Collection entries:
########################################
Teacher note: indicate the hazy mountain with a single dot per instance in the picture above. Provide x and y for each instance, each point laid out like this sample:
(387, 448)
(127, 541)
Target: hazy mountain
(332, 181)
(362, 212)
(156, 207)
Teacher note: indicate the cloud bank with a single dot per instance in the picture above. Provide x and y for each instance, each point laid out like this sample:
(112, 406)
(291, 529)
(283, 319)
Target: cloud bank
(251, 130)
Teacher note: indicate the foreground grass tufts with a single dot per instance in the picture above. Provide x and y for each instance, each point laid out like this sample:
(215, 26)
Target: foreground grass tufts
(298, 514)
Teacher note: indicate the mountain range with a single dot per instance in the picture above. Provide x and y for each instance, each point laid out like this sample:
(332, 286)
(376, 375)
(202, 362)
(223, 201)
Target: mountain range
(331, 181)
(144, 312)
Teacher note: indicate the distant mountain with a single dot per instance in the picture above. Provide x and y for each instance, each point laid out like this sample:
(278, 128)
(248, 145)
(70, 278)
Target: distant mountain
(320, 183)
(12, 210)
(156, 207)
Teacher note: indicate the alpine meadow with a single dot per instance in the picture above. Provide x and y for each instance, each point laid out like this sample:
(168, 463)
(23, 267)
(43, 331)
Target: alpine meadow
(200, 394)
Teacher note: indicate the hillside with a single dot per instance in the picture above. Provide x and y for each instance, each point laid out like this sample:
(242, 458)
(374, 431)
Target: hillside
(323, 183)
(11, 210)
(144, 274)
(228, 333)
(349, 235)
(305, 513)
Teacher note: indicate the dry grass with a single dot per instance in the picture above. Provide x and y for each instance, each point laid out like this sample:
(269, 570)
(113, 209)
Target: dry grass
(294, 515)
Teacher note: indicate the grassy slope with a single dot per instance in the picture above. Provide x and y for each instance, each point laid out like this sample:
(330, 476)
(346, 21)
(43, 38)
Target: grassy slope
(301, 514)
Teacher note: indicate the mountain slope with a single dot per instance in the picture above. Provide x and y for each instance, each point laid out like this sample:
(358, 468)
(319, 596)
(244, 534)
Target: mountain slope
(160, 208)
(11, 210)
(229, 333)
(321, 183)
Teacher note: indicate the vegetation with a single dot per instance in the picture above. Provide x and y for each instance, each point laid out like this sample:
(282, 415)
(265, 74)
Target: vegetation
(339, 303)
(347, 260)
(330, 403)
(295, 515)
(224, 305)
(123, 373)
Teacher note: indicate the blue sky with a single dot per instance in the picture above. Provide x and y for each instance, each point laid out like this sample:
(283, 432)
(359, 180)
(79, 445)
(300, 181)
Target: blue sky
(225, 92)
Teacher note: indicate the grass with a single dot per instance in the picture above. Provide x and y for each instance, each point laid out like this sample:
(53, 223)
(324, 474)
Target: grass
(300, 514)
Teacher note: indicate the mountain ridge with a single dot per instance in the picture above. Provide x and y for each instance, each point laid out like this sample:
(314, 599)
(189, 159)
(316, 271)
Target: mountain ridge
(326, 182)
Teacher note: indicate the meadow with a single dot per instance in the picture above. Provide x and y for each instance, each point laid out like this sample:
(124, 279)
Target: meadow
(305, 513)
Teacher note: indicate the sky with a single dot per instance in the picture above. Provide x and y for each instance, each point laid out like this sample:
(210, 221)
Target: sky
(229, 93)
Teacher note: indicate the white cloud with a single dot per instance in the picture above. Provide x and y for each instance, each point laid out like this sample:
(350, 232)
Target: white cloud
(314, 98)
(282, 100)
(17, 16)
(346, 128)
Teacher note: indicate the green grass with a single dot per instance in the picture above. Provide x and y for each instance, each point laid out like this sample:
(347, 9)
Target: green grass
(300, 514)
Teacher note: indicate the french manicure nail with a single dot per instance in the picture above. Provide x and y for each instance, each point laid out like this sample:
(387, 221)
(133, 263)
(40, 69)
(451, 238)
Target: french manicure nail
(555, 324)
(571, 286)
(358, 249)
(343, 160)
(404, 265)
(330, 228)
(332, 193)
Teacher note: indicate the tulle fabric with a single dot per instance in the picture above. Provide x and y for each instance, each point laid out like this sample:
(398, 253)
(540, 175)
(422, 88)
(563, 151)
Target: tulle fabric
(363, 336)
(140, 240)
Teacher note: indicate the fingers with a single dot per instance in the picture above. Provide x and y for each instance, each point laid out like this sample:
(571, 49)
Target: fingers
########################################
What you should do:
Collect each line above holding the string "fingers".

Solved exercise:
Teacher note: indicate the fingers with a single dot per instance in the picture above. Provide x and y for each instance, each point laid out like this sample:
Target: fingers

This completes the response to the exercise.